スーザン・ボイルさんの歌声

 歌い手によって、曲の印象が全く変わってしまう、というのを体感しました。

 レ・ミゼラブルの「夢やぶれて」です。

 Britain’s Got Talent というオーデション番組で、審査員3人から、文句なしの合格をもらったスーザン・ボイルさん、47歳。

 見かけは、本当に普通の、どこにでもいそうなおばちゃんなのです。その番組に出演し、舞台の上に立ったとき、審査員だけでなく観客の反応も冷ややかなものでした。どうせ、不合格に決まってる、みたいな。

 まして、何を歌うのかと聞かれて、“I dreamed a dream” ですもん。この難曲を歌い上げることが、この素人のおばちゃんにできるはずがない。会場にいる誰もが、そう考えているようでした。

 でも、おばちゃんは全く動じません。会場の、どこか馬鹿にしたような雰囲気の中でも、卑屈になることなく、まっすぐ前を見ています。

 そして曲が流れ、スーザンさんの声が流れ始めたその瞬間! 誰もが息をのんだのです。私もです。目の前にいるこの人から、この声が出ているのか? それが信じられなくて、ただ呆然と、彼女の表情を見ていました。

 声は、20代の女性のものに思えました。それほど若く、力強いものでした。どよめく会場にも、スーザンさんは全く動じません。ただ淡々と、自分の信じる歌を、自分の歌を、歌い上げるのでした。

 審査員の顔つきが、豹変するのが見ものです。どうせたいしたことはないだろう、と鼻で笑っていたようなその顔が、見る間に、「本物を見た」という恍惚の表情に変わるのです。

 尊敬と、憧れが見てとれます。心を動かす存在を前に、ただ、敬服するしかないのです。特に、サイモンという毒舌で有名な審査員が、笑顔になるのがすごいんですよね。この方は、アメリカン・アイドルという番組でも審査員をしていて、すっごく厳しい批評で有名なんです。

 審査員なんだから、お世辞ばかり言っていられないのもたしかなんですけどね。見てる方が「もう少しオブラートに包んだ言い方をしてあげればいいのに」と同情してしまうくらい、思ったことをポンポン、遠慮なく言ってしまうという。

========

→ **記述課題 1**:
スーザン・ボイルさんの文章から、「でも、おばちゃんは全く動じま」で始まり「の歌を、歌い上げるのでした。」で終わる部分を、一字一句そのまま書き写してください。
スーザン・ボイルさんの文章と項目は、お互いに関係のない別々の素材です。

→ **表示中の項目**:
========

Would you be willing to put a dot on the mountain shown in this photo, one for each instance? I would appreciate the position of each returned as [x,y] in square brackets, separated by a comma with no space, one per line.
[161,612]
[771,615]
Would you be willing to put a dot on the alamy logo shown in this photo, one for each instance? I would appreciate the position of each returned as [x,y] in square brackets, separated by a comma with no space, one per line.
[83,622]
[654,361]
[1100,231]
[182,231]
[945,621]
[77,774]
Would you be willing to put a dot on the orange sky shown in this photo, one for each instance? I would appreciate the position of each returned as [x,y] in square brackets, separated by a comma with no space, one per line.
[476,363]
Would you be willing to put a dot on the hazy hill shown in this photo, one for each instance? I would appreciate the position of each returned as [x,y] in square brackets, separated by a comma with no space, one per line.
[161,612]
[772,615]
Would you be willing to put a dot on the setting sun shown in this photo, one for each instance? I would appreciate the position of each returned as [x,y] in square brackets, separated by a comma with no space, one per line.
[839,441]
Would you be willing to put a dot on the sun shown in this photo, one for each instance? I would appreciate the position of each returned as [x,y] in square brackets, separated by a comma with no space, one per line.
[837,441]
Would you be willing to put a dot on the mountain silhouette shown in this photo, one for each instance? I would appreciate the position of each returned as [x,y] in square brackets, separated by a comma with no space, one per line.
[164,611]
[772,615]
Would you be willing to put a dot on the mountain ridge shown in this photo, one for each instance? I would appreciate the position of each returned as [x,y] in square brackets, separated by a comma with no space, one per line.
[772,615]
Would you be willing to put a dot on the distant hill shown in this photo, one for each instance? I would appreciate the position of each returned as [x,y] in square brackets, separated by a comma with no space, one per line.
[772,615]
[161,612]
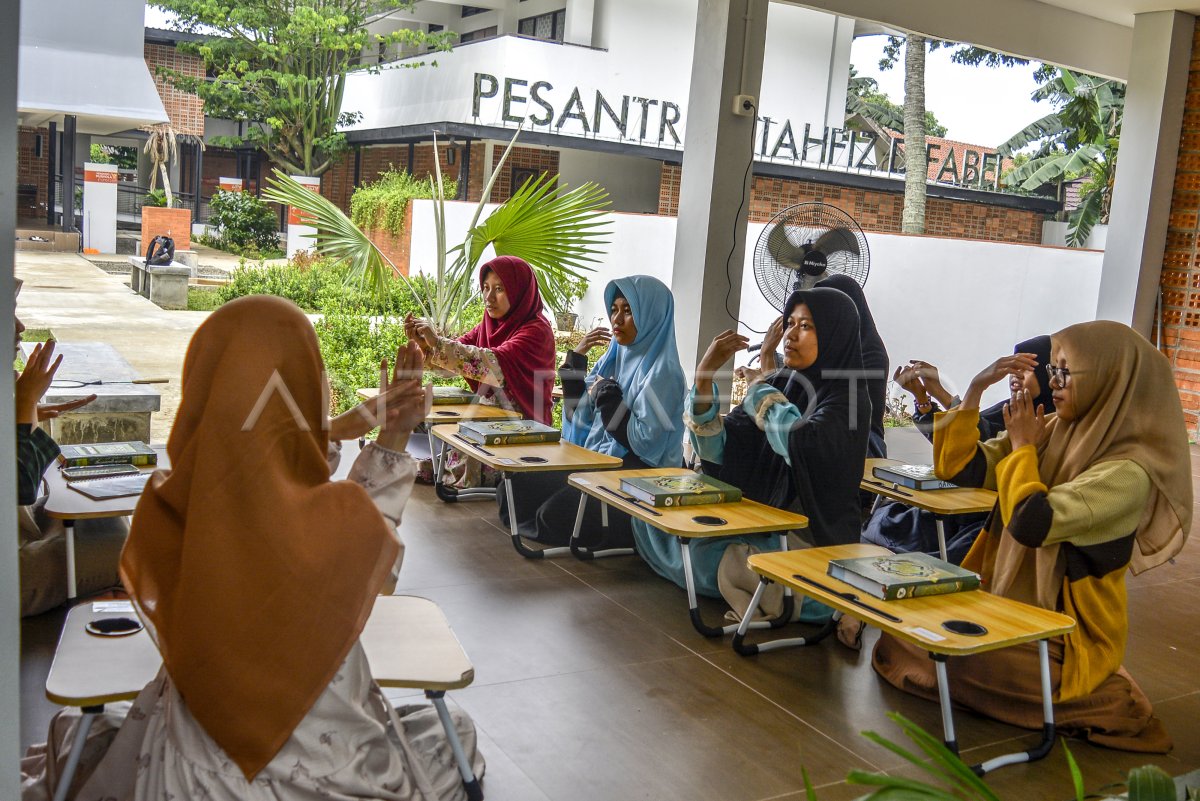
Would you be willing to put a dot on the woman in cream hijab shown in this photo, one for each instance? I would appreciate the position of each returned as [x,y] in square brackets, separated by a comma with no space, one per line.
[255,573]
[1102,486]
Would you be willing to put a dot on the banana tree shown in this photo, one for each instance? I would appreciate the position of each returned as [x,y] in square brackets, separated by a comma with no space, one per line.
[557,233]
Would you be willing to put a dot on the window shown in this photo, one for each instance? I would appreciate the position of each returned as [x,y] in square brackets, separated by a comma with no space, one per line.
[550,26]
[474,36]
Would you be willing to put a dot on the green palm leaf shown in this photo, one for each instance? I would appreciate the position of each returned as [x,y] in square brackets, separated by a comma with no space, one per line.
[336,238]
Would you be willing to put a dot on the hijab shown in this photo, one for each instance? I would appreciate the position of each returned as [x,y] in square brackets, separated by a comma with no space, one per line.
[649,375]
[1128,408]
[875,353]
[522,341]
[827,446]
[253,572]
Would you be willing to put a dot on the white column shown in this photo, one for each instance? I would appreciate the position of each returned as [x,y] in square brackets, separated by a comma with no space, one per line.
[1146,160]
[727,61]
[580,14]
[100,208]
[300,235]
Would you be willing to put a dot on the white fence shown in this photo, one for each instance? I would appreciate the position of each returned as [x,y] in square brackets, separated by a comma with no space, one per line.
[958,303]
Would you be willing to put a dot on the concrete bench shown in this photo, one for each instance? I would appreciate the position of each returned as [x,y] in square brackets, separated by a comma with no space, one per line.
[165,284]
[120,411]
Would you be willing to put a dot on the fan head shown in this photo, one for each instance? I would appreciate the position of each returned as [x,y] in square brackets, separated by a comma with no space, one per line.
[804,244]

========

→ **記述課題 2**:
項目のうち、「orange」という語を含む行をすべてそのまま返してください。大文字と小文字は区別します。

→ **課題の結果 1**:
でも、おばちゃんは全く動じません。会場の、どこか馬鹿にしたような雰囲気の中でも、卑屈になることなく、まっすぐ前を見ています。

 そして曲が流れ、スーザンさんの声が流れ始めたその瞬間! 誰もが息をのんだのです。私もです。目の前にいるこの人から、この声が出ているのか? それが信じられなくて、ただ呆然と、彼女の表情を見ていました。

 声は、20代の女性のものに思えました。それほど若く、力強いものでした。どよめく会場にも、スーザンさんは全く動じません。ただ淡々と、自分の信じる歌を、自分の歌を、歌い上げるのでした。

→ **課題の結果 2**:
Would you be willing to put a dot on the orange sky shown in this photo, one for each instance? I would appreciate the position of each returned as [x,y] in square brackets, separated by a comma with no space, one per line.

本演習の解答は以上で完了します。